----- Material for this exercise

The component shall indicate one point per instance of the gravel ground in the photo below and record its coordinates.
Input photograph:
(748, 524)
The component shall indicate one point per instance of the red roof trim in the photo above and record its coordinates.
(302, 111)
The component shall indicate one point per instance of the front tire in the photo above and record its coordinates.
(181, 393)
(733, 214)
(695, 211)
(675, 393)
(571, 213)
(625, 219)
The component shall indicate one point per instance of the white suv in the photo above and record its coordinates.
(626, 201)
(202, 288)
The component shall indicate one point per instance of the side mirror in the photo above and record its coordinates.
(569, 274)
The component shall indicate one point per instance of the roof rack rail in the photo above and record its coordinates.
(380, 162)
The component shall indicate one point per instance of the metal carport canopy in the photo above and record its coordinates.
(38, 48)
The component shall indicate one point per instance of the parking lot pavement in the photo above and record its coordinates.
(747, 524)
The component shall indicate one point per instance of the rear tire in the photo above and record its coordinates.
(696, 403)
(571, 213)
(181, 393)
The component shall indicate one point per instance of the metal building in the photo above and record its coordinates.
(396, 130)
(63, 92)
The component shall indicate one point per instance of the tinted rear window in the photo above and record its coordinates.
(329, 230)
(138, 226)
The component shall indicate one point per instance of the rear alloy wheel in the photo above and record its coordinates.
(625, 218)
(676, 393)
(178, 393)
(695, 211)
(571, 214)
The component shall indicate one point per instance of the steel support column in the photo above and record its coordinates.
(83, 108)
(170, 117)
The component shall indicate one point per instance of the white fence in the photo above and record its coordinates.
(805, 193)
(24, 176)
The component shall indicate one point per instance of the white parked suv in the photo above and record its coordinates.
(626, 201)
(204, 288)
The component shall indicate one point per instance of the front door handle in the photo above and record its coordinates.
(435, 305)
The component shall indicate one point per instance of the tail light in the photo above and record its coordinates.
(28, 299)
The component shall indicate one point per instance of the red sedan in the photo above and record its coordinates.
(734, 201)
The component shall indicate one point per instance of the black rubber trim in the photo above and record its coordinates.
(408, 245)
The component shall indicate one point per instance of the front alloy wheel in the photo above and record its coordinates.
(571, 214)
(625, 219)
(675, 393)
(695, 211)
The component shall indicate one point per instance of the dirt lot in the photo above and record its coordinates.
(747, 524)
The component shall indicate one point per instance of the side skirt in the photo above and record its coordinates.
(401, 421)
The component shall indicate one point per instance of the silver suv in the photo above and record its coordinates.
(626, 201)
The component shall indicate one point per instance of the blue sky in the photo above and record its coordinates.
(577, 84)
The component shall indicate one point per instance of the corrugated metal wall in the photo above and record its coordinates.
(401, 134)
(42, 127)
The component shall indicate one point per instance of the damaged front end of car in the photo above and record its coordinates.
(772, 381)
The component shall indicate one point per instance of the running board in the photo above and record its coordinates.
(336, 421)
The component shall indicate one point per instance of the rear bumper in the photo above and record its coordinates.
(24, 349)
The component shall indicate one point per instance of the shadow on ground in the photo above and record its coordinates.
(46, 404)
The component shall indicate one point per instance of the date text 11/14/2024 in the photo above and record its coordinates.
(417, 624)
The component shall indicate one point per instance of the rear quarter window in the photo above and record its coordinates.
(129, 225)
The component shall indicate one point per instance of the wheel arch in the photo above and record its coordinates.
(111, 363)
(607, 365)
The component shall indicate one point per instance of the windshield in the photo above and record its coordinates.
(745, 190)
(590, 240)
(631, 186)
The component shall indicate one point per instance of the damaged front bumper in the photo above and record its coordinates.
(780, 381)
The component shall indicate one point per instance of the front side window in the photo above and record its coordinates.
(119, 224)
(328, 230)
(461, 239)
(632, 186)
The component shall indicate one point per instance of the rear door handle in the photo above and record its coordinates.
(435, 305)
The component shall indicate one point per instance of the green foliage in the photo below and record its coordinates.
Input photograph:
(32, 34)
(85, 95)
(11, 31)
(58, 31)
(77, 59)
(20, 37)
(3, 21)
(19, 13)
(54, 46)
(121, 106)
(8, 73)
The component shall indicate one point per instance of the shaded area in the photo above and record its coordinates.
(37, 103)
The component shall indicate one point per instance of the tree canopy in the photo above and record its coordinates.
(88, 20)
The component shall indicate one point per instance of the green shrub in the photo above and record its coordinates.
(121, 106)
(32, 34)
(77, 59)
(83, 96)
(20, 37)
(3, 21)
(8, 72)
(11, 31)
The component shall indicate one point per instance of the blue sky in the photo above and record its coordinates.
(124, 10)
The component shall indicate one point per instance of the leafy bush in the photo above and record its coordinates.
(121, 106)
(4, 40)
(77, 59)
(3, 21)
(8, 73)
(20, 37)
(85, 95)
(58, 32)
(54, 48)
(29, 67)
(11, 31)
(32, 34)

----------

Reproduce every entry shown above, precisely as it stands.

The component shall indicate one point per instance of the gravel ground in the photo below and record its coordinates.
Input photograph:
(748, 524)
The component shall indicate one point per instance of the red roof trim in the photo above and record its coordinates.
(302, 111)
The component shall indicate one point per instance of the front tire in the photo above and record its coordinates.
(181, 393)
(733, 214)
(695, 211)
(675, 393)
(571, 213)
(625, 219)
The component shall indicate one point per instance of the white suv in the photo above and record its coordinates.
(626, 201)
(202, 288)
The component shall indicate one point per instance of the side mirror in the photo above and record its coordinates.
(569, 274)
The component shall indicate one point per instance of the roof rack rail in the photo above and record its coordinates.
(380, 162)
The component shall indicate one point per instance of the metal carport canopy in the photo above and record its coordinates.
(38, 48)
The component shall indicate one point per instance of the parking lot pavement in the photo above and record its coordinates.
(747, 524)
The component shall indicate one point per instance of the rear tire in the photo above and record its coordinates.
(696, 403)
(571, 213)
(181, 393)
The component shall indicate one point per instance of the metal building in the photo above and record its coordinates.
(396, 130)
(63, 92)
The component shall indicate one point per instance of the tinted rear window in the photo above and record its coordinates.
(329, 230)
(138, 226)
The component shall indicate one point per instance of the rear alloy wheel in the photo above and record its coordinates.
(625, 218)
(676, 393)
(178, 393)
(695, 211)
(571, 214)
The component shall indicate one point per instance of the steel support column in the photo above and record its coordinates.
(83, 108)
(170, 117)
The component shall indicate one point per instance of the white fence in the photo above and record its coordinates.
(805, 193)
(24, 176)
The component shall indicate one point per instance of the white parked suv in the photo above and record its coordinates.
(626, 201)
(204, 288)
The component shall indicate one point per instance of the front door handle in the photo above and record its coordinates.
(435, 305)
The component shall indicate one point per instance of the tail light in the photo above and record its coordinates.
(28, 299)
The component shall indicate one point per instance of the red sedan in the photo above and record its coordinates.
(734, 201)
The component shall indicate one point per instance of the black rubber trim in the photo above and record its coordinates.
(408, 245)
The component shall indicate one point per instance of the front alloy wheel in the photo above and record its coordinates.
(571, 214)
(625, 219)
(675, 393)
(695, 211)
The component shall indicate one point per instance of the dirt lot in the photo above and record its coordinates.
(747, 524)
The component shall indicate one point per instance of the side skirt in the photo above and record its coordinates.
(401, 421)
The component shall indicate one point per instance of the silver suv in the photo above and record its coordinates.
(626, 201)
The component shall indicate one point per instance of the blue sky in the photo above and record its coordinates.
(577, 84)
The component shall indicate one point per instance of the corrugated metal wall in the photo above and record its coordinates.
(401, 134)
(42, 127)
The component shall indicate one point per instance of the damaged front end of car in the photo above and record its coordinates.
(772, 381)
The component shall indicate one point per instance of the running board in the photo above and record its coordinates.
(336, 421)
The component shall indicate one point per instance of the rear bumper in the photo above and record its coordinates.
(24, 349)
The component shall indicate one point per instance of the shadow on ground in the photo above and record its coordinates.
(46, 404)
The component shall indicate one point per instance of the date text 11/14/2024 in the photo above and record its coordinates.
(417, 624)
The component shall indicate one point per instance of the rear quarter window in the photo above and record its coordinates.
(129, 225)
The component shall indicate one point per instance of the wheel arch in the photo above and record its coordinates.
(111, 363)
(607, 365)
The component shall indicate one point per instance of the windshield in the photo above and record its coordinates.
(745, 190)
(590, 240)
(631, 186)
The component shall indicate one point per instance of the damaged front bumper in the photo above and record its coordinates.
(780, 381)
The component shall indicate one point per instance of the front side window in the photo above and record its coordinates.
(119, 224)
(328, 230)
(461, 239)
(632, 186)
The component shall indicate one point per instance of the rear door handle in the photo above and record its coordinates.
(435, 305)
The component shall indicate one point per instance of the green foliage in the photo below and record its coordinates.
Input photograph:
(32, 34)
(85, 95)
(11, 31)
(58, 31)
(77, 59)
(20, 37)
(3, 21)
(19, 13)
(54, 46)
(121, 106)
(8, 73)
The component shall indicate one point per instance of the shaded area in the photo above and record its coordinates.
(37, 103)
The component shall indicate one point per instance of the tree canopy in the photo above and record its coordinates.
(88, 20)
The component shall indicate one point per instance of the green shrub in the photo above and record its coordinates.
(121, 106)
(32, 34)
(77, 59)
(83, 96)
(20, 37)
(3, 21)
(8, 72)
(11, 31)
The component shall indicate one point per instance of the blue sky in the photo above and record its coordinates.
(124, 10)
The component shall indicate one point per instance of the leafy bush in the photo above and record its coordinates.
(121, 106)
(4, 40)
(77, 59)
(3, 21)
(8, 73)
(20, 37)
(85, 95)
(58, 32)
(54, 48)
(29, 67)
(11, 31)
(32, 34)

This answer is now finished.